### GIVEN ENTRIES ###

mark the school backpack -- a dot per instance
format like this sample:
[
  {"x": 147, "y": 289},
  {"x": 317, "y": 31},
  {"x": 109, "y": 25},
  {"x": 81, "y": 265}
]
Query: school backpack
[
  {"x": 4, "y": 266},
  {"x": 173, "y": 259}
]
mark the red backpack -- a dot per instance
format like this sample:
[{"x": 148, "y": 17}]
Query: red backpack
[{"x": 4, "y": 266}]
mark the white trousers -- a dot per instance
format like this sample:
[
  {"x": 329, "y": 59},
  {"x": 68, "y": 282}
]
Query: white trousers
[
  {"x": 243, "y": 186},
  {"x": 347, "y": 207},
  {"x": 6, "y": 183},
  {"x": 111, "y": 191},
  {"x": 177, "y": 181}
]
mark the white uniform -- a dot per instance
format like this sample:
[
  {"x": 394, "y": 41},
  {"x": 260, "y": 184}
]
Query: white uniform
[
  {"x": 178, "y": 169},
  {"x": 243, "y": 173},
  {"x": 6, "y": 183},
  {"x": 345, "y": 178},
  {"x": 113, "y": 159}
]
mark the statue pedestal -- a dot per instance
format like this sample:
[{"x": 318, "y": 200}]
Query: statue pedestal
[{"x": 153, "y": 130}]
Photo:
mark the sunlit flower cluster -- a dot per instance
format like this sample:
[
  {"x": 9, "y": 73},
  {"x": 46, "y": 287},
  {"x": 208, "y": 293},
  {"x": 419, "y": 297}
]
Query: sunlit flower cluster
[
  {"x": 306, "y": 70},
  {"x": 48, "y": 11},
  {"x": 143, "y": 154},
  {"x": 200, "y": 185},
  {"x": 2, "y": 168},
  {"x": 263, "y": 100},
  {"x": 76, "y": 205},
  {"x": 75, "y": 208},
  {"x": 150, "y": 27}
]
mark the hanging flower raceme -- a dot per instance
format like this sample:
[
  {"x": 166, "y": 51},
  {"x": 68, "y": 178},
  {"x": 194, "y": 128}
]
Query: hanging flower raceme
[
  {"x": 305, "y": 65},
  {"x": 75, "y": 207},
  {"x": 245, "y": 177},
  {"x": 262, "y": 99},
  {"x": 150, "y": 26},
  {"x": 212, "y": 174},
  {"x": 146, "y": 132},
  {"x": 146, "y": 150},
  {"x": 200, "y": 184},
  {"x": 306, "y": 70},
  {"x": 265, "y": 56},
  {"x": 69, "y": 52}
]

###

**TASK INSTRUCTIONS:** Copy the lines above exactly, leaving every word as it is.

**EXPECTED ANSWER:**
mark the school backpack -- a dot per instance
format like this sample:
[
  {"x": 147, "y": 289},
  {"x": 317, "y": 31},
  {"x": 109, "y": 25},
  {"x": 81, "y": 265}
]
Query: school backpack
[
  {"x": 4, "y": 266},
  {"x": 173, "y": 259}
]
mark the red backpack -- a dot per instance
format like this sample:
[{"x": 148, "y": 17}]
Query: red backpack
[{"x": 4, "y": 266}]
mark the white trousers -- a dot per instance
format like this sample:
[
  {"x": 329, "y": 59},
  {"x": 68, "y": 282}
]
Query: white trousers
[
  {"x": 243, "y": 186},
  {"x": 347, "y": 207},
  {"x": 6, "y": 183},
  {"x": 111, "y": 191},
  {"x": 177, "y": 181}
]
mark the white uniform -- a dot per instance
format like this sample:
[
  {"x": 394, "y": 41},
  {"x": 260, "y": 184}
]
Query: white uniform
[
  {"x": 178, "y": 169},
  {"x": 243, "y": 173},
  {"x": 6, "y": 183},
  {"x": 345, "y": 178},
  {"x": 113, "y": 159}
]
mark the statue pedestal -- a dot per instance
format like this sample:
[{"x": 318, "y": 200}]
Query: statue pedestal
[{"x": 153, "y": 130}]
Photo:
mark the sunlit flower cluster -- a dot per instance
format like this sample:
[
  {"x": 9, "y": 73},
  {"x": 46, "y": 287},
  {"x": 208, "y": 293},
  {"x": 419, "y": 297}
]
Query: sunlit flower cluster
[
  {"x": 306, "y": 70},
  {"x": 48, "y": 11},
  {"x": 143, "y": 154},
  {"x": 200, "y": 185},
  {"x": 2, "y": 168},
  {"x": 263, "y": 100},
  {"x": 76, "y": 205},
  {"x": 75, "y": 208},
  {"x": 150, "y": 27}
]
mark the hanging flower raceme -- a dot per instance
format like this sample:
[
  {"x": 166, "y": 51},
  {"x": 68, "y": 178},
  {"x": 194, "y": 128}
]
Query: hanging flower raceme
[
  {"x": 305, "y": 65},
  {"x": 75, "y": 207},
  {"x": 245, "y": 177},
  {"x": 262, "y": 99},
  {"x": 150, "y": 26},
  {"x": 212, "y": 174},
  {"x": 146, "y": 132},
  {"x": 146, "y": 150},
  {"x": 200, "y": 184},
  {"x": 306, "y": 70},
  {"x": 265, "y": 56},
  {"x": 69, "y": 52}
]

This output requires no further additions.